Rows from a dataset:

* * * * * * *

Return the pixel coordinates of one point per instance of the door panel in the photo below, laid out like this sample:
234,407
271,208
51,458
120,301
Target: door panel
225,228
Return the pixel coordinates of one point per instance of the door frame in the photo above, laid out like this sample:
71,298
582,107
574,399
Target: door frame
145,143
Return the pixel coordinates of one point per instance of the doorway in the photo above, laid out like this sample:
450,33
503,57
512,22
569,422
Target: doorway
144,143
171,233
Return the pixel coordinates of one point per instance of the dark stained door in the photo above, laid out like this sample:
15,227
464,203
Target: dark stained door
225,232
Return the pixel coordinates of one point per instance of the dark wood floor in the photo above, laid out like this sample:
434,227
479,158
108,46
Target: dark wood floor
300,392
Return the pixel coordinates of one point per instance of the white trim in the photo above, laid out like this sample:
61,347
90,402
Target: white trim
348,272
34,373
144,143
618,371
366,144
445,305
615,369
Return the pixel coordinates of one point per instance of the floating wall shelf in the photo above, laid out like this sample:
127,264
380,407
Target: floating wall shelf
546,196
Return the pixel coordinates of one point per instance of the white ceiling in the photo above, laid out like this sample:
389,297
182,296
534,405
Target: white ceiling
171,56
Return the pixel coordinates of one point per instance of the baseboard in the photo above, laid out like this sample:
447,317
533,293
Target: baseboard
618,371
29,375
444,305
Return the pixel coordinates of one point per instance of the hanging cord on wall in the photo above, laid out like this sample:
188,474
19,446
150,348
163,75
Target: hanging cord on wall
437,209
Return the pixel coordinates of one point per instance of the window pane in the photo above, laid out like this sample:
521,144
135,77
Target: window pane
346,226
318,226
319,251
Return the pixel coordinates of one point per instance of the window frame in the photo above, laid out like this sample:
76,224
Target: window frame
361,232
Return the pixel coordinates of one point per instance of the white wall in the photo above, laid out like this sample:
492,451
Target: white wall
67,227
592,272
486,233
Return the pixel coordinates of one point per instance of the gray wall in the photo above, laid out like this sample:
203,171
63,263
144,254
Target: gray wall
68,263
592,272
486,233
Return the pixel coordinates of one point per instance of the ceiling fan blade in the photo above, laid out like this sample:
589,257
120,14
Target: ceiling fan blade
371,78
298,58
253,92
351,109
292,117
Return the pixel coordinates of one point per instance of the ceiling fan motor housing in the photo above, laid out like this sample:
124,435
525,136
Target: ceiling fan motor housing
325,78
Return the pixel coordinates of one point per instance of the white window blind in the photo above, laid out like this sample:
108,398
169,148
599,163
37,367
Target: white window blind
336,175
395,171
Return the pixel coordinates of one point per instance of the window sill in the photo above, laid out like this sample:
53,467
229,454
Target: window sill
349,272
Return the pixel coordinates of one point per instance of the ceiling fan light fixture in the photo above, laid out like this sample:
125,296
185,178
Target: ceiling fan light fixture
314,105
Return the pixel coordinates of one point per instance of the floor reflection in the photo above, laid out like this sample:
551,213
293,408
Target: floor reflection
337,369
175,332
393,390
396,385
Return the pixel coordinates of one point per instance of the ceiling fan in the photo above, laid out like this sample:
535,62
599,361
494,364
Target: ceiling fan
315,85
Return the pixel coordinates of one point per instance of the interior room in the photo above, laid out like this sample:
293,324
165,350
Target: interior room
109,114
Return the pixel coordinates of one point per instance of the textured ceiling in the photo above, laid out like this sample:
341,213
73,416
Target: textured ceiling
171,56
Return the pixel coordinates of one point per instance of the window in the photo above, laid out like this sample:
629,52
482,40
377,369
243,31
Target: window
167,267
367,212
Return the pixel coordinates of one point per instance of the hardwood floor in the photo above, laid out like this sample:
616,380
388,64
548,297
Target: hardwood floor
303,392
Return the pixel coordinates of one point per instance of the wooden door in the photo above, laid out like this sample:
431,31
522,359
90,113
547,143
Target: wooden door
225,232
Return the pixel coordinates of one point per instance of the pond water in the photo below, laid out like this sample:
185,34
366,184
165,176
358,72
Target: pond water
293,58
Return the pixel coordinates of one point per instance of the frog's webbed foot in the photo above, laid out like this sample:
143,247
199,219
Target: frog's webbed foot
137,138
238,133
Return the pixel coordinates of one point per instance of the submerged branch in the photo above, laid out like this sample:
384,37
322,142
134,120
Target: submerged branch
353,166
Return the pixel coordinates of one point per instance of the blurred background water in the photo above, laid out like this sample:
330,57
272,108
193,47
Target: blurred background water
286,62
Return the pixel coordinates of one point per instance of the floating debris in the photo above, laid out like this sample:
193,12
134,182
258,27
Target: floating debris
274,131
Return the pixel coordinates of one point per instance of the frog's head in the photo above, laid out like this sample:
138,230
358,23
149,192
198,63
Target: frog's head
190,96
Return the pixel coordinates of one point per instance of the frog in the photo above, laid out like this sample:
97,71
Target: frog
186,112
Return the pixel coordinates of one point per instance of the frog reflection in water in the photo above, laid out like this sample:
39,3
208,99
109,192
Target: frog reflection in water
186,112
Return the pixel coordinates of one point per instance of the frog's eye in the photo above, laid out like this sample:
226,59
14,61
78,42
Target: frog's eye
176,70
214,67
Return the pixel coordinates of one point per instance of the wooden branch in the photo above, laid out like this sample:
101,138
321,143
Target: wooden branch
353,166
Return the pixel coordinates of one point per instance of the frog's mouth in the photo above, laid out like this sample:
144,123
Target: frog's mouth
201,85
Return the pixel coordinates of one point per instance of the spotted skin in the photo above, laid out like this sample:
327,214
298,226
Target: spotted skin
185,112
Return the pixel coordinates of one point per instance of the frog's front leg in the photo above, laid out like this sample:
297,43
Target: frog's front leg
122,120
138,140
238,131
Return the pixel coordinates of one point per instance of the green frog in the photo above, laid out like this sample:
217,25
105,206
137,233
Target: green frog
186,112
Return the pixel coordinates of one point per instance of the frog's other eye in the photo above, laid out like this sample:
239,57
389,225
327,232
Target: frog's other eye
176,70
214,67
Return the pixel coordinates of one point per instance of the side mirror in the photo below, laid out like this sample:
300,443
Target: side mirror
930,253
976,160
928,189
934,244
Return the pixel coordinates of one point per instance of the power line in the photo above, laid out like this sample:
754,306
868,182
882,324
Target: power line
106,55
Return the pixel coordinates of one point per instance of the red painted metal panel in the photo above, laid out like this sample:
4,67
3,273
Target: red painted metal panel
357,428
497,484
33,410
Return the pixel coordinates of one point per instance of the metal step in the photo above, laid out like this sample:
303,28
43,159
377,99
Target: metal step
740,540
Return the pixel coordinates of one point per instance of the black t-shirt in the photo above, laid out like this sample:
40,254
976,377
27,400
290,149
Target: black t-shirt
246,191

* * * * * * *

Instructions to follow: Quote every entry exactly.

Written response:
Return the pixel coordinates of one point per instance of the door panel in the photo below, laid out like this sample:
234,407
271,208
51,458
120,301
Target: door panel
225,228
Return the pixel coordinates of one point per instance of the door frame in the photo above, laid out like this sample:
71,298
582,107
574,399
Target: door frame
145,143
Return the pixel coordinates of one point per instance of the doorway in the photo above, laid out like this sample:
450,33
503,57
512,22
569,422
Target: doorway
144,143
171,233
Return the pixel coordinates of one point per instance of the dark stained door in the photo above, laid out like this sample:
15,227
464,203
Target: dark stained door
225,232
Return the pixel coordinates of one point per instance of the dark wood floor in the photo above, laid out like this sample:
434,227
479,158
108,46
Target: dark wood floor
300,392
Return the pixel coordinates of one point per instance of the white trim in the photo above, laid out like this sample:
61,347
90,402
Target: white trim
348,272
34,373
144,143
618,371
366,144
445,305
615,369
Return the pixel coordinates of one point per instance of the floating wall shelf in the photo above, laid out like this sample:
127,264
380,407
Target: floating wall shelf
546,196
Return the pixel coordinates of one point per instance of the white ceiling in the photo above, laid out like this sample:
389,297
182,296
534,405
Target: white ceiling
171,56
Return the pixel coordinates of one point per instance of the baseboard in the photo above, laid out like this sample:
447,317
533,293
Target: baseboard
618,371
29,375
444,305
Return the pixel coordinates of one point per instance of the hanging cord on wall in the photo above, laid out like this sample:
188,474
19,446
150,348
163,75
Target: hanging cord on wall
437,209
Return the pixel coordinates of one point per instance of the window pane in the photo above, laid out like this sample:
521,144
135,77
Target: window pane
346,226
318,226
319,251
Return the pixel coordinates of one point per instance of the window frame in the photo above, laid out like this sample:
76,224
Target: window frame
361,232
Return the pixel coordinates of one point per instance of the white wall in the photo above, laid out like this sample:
492,451
Target: white wall
67,227
592,272
486,233
Return the pixel coordinates of one point per instance of the gray wall in the photo above, laid out like this sample:
203,171
63,263
144,254
Target: gray wall
68,263
592,272
486,233
Return the pixel coordinates of one point per instance of the ceiling fan blade in the photo above, laid out like this sample:
589,257
120,14
Target: ceiling fan blade
371,78
298,58
253,92
351,109
292,117
Return the pixel coordinates of one point per instance of the ceiling fan motor housing in the photo above, laid out like this sample:
124,435
525,136
Target: ceiling fan motor housing
325,78
Return the pixel coordinates of one point per instance of the white window blind in the photo above, laid out like this sample:
108,398
169,148
599,163
37,367
Target: white window blind
336,175
395,171
Return the pixel coordinates of one point per instance of the window sill in the photo above, laid out like this sample:
53,467
229,454
Target: window sill
349,272
Return the pixel coordinates of one point per instance of the ceiling fan light fixture in the photo above, laid out like this sample:
125,296
185,178
Target: ceiling fan light fixture
314,105
Return the pixel coordinates of one point per instance of the floor reflection in the photo above, laid out like this sample:
551,213
293,408
Target: floor reflection
337,369
175,332
393,390
396,385
Return the pixel coordinates of one point per instance of the ceiling fan in the photo above, laid out like this sample:
535,62
599,361
494,364
Target: ceiling fan
315,85
Return the pixel coordinates of one point per instance of the interior room in the photo above, laid out like this sample:
293,324
165,350
Target: interior room
109,114
Return the pixel coordinates of one point per instance of the textured ceiling in the photo above, laid out like this sample:
341,213
73,416
Target: textured ceiling
171,56
Return the pixel coordinates of one point per instance of the window in the photo above, laid out like this sample:
629,52
482,40
377,369
243,31
Target: window
167,267
367,212
Return the pixel coordinates of one point per instance of the hardwood floor in the photo above, laid out like this sample:
616,380
388,64
548,297
Target: hardwood floor
303,392
Return the pixel coordinates of one point per instance of the wooden door in the photo above, laid out like this sample:
431,31
522,359
90,113
547,143
Target: wooden door
225,232
Return the pixel coordinates of one point per instance of the pond water in the photo below, laid out like this sample:
185,34
366,184
165,176
358,72
Target: pond water
293,58
Return the pixel coordinates of one point per instance of the frog's webbed foot in the photo above, laid out like this sample:
143,247
199,219
Target: frog's webbed foot
137,138
238,133
Return the pixel coordinates of one point per instance of the submerged branch in the photo above, laid out like this sample:
384,37
322,142
134,120
Target: submerged branch
353,166
Return the pixel coordinates of one point per instance of the blurred background water in the photo above, laid out like this sample:
330,57
272,108
193,47
Target: blurred background water
286,62
Return the pixel coordinates of one point per instance of the floating debris in the photo above, laid out like this sample:
193,12
134,182
258,27
Target: floating debris
274,131
Return the pixel coordinates of one point per instance of the frog's head in the photo above, laid out like this sample:
138,230
358,23
149,192
198,63
Target: frog's head
190,96
Return the pixel coordinates of one point per instance of the frog in the photo above, laid out like this sample:
97,71
Target: frog
186,112
Return the pixel coordinates of one point per instance of the frog reflection in water in the photo above, laid out like this sample:
39,3
208,99
109,192
Target: frog reflection in water
186,112
Return the pixel coordinates of one point per instance of the frog's eye in the photo above, laid out like this sample:
226,59
14,61
78,42
Target: frog's eye
176,70
214,67
Return the pixel coordinates of one point per instance of the wooden branch in the photo above, laid out like this sample:
101,138
321,143
Target: wooden branch
353,166
Return the pixel coordinates of one point per instance of the frog's mouth in the photo above, laid out like this sample:
144,123
Target: frog's mouth
201,85
Return the pixel coordinates of one point per instance of the spotted skin in the photo above, laid out like this sample:
327,214
298,226
Target: spotted skin
185,112
Return the pixel coordinates of one point per instance of the frog's front leg in the photo above, laid out like this sample:
297,43
Target: frog's front leg
122,120
138,140
238,131
Return the pixel coordinates of one point per instance of the green frog in the photo above, laid out like this sample:
217,25
105,206
137,233
Target: green frog
186,112
Return the pixel coordinates of one point per instance of the frog's other eye in the photo above, laid out like this sample:
239,57
389,225
327,232
Target: frog's other eye
176,70
214,67
Return the pixel coordinates of one point per instance of the side mirror in the photo below, laid out like this sample:
300,443
Target: side mirror
930,253
976,160
928,189
934,244
Return the pixel coordinates of one point per instance of the power line in the photo above, laid out like this sample:
754,306
868,182
882,324
Target: power line
106,55
Return the pixel coordinates of one point per instance of the red painted metal panel in the photo above, laid out like this sample:
4,67
3,273
Target: red painted metal panel
357,428
497,484
33,410
Return the pixel coordinates of one point per instance of the metal step in the photo above, laid out like this sample:
303,28
43,159
377,99
Target: metal step
740,540
Return the pixel coordinates of one point per instance of the black t-shirt in the photo above, laid out like this sample:
40,254
976,377
27,400
290,149
Target: black t-shirt
246,191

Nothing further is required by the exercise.